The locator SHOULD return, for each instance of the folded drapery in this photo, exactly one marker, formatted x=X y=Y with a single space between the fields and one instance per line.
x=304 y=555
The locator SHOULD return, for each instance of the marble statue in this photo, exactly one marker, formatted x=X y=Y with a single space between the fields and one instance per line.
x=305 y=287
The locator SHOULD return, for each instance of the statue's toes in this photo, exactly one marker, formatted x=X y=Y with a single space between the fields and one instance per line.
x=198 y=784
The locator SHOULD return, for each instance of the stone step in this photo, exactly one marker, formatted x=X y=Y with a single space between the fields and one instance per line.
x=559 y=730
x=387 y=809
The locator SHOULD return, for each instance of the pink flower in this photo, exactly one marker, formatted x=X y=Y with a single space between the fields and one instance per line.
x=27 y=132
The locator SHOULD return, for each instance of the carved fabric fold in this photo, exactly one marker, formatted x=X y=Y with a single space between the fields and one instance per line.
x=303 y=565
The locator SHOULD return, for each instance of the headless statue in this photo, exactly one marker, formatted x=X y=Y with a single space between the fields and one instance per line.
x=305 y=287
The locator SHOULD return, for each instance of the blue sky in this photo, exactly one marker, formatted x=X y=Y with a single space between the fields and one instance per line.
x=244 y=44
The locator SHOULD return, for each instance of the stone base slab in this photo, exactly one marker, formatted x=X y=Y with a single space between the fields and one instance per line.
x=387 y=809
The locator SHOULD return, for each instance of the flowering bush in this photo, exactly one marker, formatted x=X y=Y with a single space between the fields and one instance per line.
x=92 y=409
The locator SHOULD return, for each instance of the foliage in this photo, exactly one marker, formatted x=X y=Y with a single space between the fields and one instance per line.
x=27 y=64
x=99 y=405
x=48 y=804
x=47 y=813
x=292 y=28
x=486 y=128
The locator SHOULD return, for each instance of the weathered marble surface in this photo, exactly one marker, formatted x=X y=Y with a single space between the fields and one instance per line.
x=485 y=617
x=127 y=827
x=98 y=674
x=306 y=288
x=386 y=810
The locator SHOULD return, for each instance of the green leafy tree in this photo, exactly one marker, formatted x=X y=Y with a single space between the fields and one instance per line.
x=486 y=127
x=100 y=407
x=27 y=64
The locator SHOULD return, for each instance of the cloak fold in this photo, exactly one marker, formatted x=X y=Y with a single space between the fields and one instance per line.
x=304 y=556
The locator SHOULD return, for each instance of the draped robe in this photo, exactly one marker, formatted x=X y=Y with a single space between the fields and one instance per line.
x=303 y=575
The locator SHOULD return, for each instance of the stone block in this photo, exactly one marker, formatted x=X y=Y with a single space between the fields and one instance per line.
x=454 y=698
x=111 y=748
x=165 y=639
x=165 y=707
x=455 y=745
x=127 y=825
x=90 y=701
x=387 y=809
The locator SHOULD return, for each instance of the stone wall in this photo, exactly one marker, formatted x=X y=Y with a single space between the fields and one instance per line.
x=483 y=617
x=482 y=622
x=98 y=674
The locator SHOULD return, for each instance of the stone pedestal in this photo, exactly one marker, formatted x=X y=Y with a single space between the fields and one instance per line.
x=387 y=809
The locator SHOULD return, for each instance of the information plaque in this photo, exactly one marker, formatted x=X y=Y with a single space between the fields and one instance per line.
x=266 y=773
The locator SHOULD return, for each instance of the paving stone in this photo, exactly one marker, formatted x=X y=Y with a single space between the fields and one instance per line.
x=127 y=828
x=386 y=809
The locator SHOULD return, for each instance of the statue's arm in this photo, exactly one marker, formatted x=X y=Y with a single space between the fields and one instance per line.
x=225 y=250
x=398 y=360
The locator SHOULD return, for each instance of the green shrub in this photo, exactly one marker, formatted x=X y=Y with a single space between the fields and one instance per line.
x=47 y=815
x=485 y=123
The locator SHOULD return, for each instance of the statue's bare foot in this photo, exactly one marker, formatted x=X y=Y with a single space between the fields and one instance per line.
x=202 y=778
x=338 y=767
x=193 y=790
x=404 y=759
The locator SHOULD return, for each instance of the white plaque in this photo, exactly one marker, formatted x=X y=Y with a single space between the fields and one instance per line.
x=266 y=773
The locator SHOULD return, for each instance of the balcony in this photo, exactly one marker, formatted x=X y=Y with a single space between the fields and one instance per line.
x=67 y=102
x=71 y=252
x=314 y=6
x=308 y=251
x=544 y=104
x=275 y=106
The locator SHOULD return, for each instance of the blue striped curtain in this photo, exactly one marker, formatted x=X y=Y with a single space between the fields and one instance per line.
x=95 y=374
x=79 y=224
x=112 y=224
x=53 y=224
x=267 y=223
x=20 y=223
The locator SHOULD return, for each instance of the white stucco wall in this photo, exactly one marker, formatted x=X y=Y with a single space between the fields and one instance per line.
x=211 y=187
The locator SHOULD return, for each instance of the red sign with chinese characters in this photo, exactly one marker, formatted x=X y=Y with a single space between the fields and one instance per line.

:::::

§ **JOB**:
Rewrite the records above, replacing "marker" with "point" everywhere it appears and leaving everything else unchanged.

§ **TASK OUTPUT**:
The locator SHOULD return, for each instance of the folded drapery in this photo, exactly one point, formatted x=X y=Y with a single space between the fields and one instance per line.
x=304 y=555
The locator SHOULD return, for each instance of the marble statue in this photo, exactly one point, formatted x=X y=Y with a single space between the fields and one instance per line.
x=305 y=287
The locator SHOULD return, for each instance of the statue's toes in this photo, exactly one point, formatted x=X y=Y with a single space between the fields and one instance per line.
x=198 y=784
The locator SHOULD return, for each instance of the stone step in this photo, exactly one point, formatted x=X y=Y with a single space between the fields and one instance per line.
x=559 y=730
x=387 y=809
The locator SHOULD return, for each instance of the pink flower in this photo, exactly one point, formatted x=X y=Y with a single space between the fields and one instance per line.
x=27 y=132
The locator SHOULD return, for each instance of the carved fabric fold in this photo, exactly one point, formatted x=X y=Y with a single space between the fields and one instance per line.
x=303 y=565
The locator SHOULD return, for each instance of the headless statue in this photo, exactly one point, formatted x=X y=Y with a single space between the fields and one instance per line.
x=305 y=287
The locator SHOULD return, for each instance of the blue sky in this photo, exactly one point, formatted x=X y=Y with a single space between the fields and one instance per line.
x=244 y=44
The locator SHOULD return, for each instance of the stone base slab in this photo, exactly one point, formatted x=X y=Y with a single space between the fields and one instance per line.
x=387 y=809
The locator SHOULD return, for each instance of the flowering bush in this photo, exactly one point, formatted x=X y=Y with a single space between the fields and one instance per line.
x=92 y=409
The locator SHOULD return, for each instance of the foliage in this photo, exactly one point, formatted x=X y=Y with a single space between the fields and one instance per line.
x=27 y=64
x=99 y=405
x=48 y=804
x=47 y=813
x=292 y=28
x=486 y=128
The locator SHOULD return, for each instance of the weathered marble surface in this photo, exactly one point, formatted x=X y=Y with a single space between the fields and one instance per line.
x=485 y=617
x=127 y=827
x=98 y=674
x=306 y=288
x=386 y=810
The locator SHOULD return, for each instance of the green leafy tree in this photo, exactly one point, formatted x=X y=Y with a single space between the fields and one instance per line.
x=486 y=127
x=100 y=407
x=27 y=64
The locator SHOULD return, for each instance of the cloak fold in this photo, exactly one point, formatted x=X y=Y with a single space between the fields and one instance per line.
x=304 y=556
The locator SHOULD return, for each instance of the draped robe in this photo, exactly one point, formatted x=X y=Y with a single space between the fields and one instance per line.
x=303 y=575
The locator SHOULD return, for each instance of the stone block in this photo, exactly one point, formatted x=X y=Y with a single space between the fields and one instance per line.
x=454 y=698
x=111 y=748
x=165 y=639
x=165 y=707
x=455 y=745
x=127 y=825
x=90 y=701
x=387 y=809
The locator SHOULD return, for each instance of the stone wall in this photo, exactly one point, formatted x=X y=Y with a single space between the fields and one instance per line.
x=483 y=617
x=482 y=622
x=98 y=674
The locator SHOULD return, for each instance of the stone pedestal in this photo, exactly one point, formatted x=X y=Y with a single space between the fields and one instance per line.
x=387 y=809
The locator SHOULD return, for each instance of the information plaque in this photo, exactly one point, formatted x=X y=Y with a single space between the fields and one instance per line.
x=266 y=773
The locator SHOULD return, for each instance of the paving stone in this photo, exactly one point, formatted x=X y=Y with a single space between the fields and one instance per line.
x=127 y=828
x=386 y=809
The locator SHOULD return, for each instance of the statue's arm in this photo, exactly one point, formatted x=X y=Y with a single space between the fields and one instance per line.
x=225 y=250
x=398 y=360
The locator SHOULD return, for each instance of the green shrub in this photo, exactly one point, formatted x=X y=Y with a single space between the fields and one instance per line.
x=47 y=815
x=485 y=123
The locator SHOULD return, for each instance of the statue's bare foot in this photo, exactly one point, formatted x=X y=Y with a single space between the fields and one instance per line.
x=202 y=778
x=338 y=767
x=193 y=790
x=404 y=759
The locator SHOULD return, for each instance of the white plaque in this photo, exactly one point, formatted x=X y=Y with a single space between the fields and one instance per line.
x=266 y=773
The locator SHOULD return, for each instance of the balcony in this photo, exactly one point, formatted x=X y=Y with a single space between the fields and one instance per line.
x=67 y=102
x=71 y=252
x=314 y=6
x=308 y=251
x=544 y=104
x=275 y=106
The locator SHOULD return, for each instance of the blue striped curtain in this photo, exactly one point, formatted x=X y=Y with a single space between the fields and one instance per line.
x=95 y=374
x=79 y=224
x=112 y=224
x=53 y=224
x=267 y=223
x=20 y=223
The locator SHOULD return, for each instance of the white stucco wall in this photo, exactly one point, formatted x=X y=Y with a single space between the fields and one instance per line.
x=211 y=187
The locator SHOULD return, for each instance of the red sign with chinese characters in this photo, exactly one point, formatted x=X y=Y with a single space between the fields and one instance per line.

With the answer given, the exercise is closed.